Stated problem:
Starting from the line containing "Locate every instance of the sneaker", write out the rest of the entries exactly, through the final line, including nothing else.
>> Start
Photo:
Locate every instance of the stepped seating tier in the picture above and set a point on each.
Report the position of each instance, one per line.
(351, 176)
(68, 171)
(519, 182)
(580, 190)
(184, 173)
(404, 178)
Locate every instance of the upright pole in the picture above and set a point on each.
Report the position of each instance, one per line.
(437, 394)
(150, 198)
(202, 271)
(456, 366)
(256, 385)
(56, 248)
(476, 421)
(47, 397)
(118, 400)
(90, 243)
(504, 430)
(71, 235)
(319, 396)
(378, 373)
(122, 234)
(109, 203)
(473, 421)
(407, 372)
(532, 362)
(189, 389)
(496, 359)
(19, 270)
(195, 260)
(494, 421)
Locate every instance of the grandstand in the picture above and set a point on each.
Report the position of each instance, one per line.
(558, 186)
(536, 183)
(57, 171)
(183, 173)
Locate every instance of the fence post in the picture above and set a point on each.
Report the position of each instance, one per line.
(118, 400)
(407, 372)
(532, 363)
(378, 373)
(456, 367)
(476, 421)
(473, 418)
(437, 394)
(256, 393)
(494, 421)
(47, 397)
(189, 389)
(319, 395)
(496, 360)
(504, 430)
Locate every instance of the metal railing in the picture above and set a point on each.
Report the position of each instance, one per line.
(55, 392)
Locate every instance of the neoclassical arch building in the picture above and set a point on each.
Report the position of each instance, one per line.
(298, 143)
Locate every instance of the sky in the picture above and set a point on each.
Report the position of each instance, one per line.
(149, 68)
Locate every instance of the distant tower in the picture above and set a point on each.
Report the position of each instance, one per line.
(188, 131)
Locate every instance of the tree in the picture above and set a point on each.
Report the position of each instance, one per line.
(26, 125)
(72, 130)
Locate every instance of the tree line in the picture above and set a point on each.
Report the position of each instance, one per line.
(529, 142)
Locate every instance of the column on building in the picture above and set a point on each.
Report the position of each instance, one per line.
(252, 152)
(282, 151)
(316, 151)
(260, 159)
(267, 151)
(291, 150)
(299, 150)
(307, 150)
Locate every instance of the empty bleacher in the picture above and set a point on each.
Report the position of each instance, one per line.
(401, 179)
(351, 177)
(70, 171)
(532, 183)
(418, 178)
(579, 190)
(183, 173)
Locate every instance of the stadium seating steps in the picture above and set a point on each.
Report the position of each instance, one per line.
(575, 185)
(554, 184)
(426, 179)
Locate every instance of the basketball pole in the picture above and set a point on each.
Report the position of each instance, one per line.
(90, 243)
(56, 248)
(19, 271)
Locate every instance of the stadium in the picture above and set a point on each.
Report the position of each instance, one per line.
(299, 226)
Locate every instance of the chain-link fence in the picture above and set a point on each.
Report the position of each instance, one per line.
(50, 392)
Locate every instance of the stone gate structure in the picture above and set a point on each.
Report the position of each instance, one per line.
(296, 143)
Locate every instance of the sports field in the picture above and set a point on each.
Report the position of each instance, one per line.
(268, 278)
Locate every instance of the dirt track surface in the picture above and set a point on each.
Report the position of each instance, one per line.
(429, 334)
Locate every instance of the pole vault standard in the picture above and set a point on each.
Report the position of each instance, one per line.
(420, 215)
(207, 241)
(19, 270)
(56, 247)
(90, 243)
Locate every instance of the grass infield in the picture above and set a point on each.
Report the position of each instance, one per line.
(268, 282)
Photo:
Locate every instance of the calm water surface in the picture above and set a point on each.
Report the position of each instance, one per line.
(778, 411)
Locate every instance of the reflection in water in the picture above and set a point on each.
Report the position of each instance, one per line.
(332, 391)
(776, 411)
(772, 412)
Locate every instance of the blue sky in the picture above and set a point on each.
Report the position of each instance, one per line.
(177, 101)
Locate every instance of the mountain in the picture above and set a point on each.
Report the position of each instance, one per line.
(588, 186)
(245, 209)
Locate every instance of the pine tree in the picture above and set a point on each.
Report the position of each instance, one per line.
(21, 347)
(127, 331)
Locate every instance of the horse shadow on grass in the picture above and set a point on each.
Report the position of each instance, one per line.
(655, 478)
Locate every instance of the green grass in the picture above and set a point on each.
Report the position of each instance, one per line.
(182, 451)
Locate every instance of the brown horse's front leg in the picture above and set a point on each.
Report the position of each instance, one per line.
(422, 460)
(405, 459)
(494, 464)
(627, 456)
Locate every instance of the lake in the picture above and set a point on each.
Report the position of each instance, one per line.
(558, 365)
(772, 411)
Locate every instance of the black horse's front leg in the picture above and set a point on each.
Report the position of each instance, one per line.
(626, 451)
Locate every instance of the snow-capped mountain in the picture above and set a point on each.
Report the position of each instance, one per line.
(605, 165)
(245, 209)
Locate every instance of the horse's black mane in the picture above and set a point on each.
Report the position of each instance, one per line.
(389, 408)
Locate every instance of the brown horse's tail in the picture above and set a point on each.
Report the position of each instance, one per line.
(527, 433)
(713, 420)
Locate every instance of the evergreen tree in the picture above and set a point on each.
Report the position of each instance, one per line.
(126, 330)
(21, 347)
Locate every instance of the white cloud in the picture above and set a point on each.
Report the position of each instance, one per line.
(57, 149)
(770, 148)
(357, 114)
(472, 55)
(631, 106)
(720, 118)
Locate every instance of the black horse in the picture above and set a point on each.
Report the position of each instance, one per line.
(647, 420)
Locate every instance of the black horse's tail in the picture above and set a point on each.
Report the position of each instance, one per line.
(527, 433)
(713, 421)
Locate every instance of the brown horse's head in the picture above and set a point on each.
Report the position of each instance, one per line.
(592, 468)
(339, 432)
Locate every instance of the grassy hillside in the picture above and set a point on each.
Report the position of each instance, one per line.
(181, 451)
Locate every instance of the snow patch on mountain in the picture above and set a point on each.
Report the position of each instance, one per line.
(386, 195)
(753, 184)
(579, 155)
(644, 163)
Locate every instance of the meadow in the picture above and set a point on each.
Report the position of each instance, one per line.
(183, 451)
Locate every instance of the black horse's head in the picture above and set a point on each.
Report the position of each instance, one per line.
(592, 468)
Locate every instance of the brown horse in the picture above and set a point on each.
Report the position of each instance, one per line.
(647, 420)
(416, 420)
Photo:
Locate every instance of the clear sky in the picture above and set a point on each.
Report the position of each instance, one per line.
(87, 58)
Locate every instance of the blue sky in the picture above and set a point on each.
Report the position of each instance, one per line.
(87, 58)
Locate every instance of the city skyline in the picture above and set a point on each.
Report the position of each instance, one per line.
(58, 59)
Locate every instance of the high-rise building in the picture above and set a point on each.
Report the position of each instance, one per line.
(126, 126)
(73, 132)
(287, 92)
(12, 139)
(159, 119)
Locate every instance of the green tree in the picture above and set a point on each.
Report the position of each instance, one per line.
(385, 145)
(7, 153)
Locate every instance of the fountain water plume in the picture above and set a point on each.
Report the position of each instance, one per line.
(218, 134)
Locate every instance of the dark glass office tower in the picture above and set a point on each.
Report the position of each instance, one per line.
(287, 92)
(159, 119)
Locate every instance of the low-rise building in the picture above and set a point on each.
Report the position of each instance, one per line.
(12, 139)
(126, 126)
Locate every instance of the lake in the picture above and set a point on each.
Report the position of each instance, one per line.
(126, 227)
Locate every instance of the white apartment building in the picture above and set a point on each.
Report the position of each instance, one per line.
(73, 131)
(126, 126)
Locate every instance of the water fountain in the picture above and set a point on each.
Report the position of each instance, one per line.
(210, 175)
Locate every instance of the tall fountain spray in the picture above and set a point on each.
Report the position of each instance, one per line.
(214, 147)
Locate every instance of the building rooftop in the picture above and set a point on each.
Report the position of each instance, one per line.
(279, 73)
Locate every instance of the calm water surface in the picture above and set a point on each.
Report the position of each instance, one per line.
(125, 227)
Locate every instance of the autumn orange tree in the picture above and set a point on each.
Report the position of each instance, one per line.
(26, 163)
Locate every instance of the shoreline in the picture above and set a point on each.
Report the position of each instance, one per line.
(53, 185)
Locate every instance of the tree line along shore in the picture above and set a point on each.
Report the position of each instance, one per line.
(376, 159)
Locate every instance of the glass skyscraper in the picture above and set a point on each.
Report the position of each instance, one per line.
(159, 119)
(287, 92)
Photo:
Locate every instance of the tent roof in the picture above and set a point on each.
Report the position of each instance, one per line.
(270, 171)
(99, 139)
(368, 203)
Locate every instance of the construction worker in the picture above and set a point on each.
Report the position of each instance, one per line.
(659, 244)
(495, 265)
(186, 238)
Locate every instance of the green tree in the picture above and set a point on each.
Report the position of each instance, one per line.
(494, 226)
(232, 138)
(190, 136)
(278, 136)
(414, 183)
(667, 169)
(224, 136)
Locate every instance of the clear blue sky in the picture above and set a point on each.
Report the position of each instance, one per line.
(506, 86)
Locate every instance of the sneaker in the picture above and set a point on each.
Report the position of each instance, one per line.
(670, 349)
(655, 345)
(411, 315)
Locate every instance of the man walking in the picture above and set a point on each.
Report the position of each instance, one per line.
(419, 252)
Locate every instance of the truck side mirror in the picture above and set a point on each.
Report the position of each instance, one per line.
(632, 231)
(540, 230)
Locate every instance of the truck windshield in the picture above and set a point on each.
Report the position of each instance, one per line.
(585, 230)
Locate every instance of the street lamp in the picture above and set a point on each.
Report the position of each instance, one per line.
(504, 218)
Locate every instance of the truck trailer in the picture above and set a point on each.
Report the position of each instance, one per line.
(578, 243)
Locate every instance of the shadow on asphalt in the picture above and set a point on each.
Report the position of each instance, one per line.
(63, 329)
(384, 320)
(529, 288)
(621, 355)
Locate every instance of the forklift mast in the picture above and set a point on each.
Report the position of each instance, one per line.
>> End
Result of the task:
Locate every instance of the sneaker in the picture above and set a point on each.
Report the position of each instance, one per line.
(670, 349)
(655, 345)
(411, 315)
Locate every instance of the man walking in the picture above and set a point on each.
Report the position of each instance, one per line.
(419, 252)
Locate every instance of the truck side mirror in the picture above and set a point on each.
Report the position of each instance, one per line.
(632, 231)
(540, 230)
Locate every instance of the truck windshield in the picture above and set a point on each.
Report the position of each instance, one per line.
(585, 230)
Locate every instance of the street lamp in the picture above and set a point on each.
Report the position of each instance, one per line.
(504, 218)
Locate every instance of the truck trailer in the picture above and set a point on each.
Report the position of each instance, one per line.
(578, 243)
Locate every instance of the shadow on asphalt in the picture above and set a point on each.
Report the position of each instance, one per line.
(63, 329)
(384, 320)
(529, 288)
(621, 355)
Locate every instance of the forklift mast in the picture above and set a point on each.
Report the position of each instance, one per line.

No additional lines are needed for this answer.